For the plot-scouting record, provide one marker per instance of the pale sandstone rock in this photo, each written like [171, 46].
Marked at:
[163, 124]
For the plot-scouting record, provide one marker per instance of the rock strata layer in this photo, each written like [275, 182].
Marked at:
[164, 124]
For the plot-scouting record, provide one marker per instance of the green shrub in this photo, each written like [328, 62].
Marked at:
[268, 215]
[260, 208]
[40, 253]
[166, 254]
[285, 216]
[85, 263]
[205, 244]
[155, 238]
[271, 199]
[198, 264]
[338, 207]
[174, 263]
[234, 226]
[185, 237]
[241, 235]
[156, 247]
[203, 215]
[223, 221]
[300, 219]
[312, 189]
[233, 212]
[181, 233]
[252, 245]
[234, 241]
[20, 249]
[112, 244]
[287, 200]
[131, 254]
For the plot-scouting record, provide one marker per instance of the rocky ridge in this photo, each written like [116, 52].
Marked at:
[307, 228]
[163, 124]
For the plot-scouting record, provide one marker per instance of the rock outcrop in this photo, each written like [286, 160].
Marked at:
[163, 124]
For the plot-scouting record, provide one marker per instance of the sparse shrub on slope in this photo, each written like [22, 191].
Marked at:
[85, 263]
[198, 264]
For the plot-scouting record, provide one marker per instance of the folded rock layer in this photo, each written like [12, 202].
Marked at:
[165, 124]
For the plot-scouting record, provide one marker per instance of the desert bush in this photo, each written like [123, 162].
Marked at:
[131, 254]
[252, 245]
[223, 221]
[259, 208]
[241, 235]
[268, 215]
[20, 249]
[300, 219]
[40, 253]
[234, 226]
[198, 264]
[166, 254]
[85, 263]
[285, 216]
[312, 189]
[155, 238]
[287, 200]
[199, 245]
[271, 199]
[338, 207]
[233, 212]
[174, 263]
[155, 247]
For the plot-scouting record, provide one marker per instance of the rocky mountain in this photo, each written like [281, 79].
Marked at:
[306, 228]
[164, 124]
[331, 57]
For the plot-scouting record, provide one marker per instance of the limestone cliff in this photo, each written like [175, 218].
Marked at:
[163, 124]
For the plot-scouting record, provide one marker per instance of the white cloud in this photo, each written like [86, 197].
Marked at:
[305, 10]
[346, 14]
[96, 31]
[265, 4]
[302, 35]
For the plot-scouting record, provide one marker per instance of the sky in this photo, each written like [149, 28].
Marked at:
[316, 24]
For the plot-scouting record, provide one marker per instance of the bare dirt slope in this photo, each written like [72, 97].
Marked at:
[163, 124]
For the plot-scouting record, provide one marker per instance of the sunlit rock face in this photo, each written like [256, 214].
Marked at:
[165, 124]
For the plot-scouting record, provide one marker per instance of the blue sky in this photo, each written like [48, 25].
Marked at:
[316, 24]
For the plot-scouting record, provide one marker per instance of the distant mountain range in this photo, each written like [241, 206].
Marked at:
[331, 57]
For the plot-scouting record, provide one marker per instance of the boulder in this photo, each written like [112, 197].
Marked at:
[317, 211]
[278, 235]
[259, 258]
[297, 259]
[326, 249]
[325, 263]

────────────────────

INSTRUCTIONS TO FOLLOW
Can you copy word for word every line of the listing from the one containing "like [112, 197]." through the listing's last line, with both of those lines included?

OUTPUT OF THE EXERCISE
For the plot-scouting record, provide one marker per instance of the boulder in this photo, each written like [112, 197].
Marked at:
[317, 211]
[278, 235]
[259, 258]
[297, 259]
[326, 249]
[325, 263]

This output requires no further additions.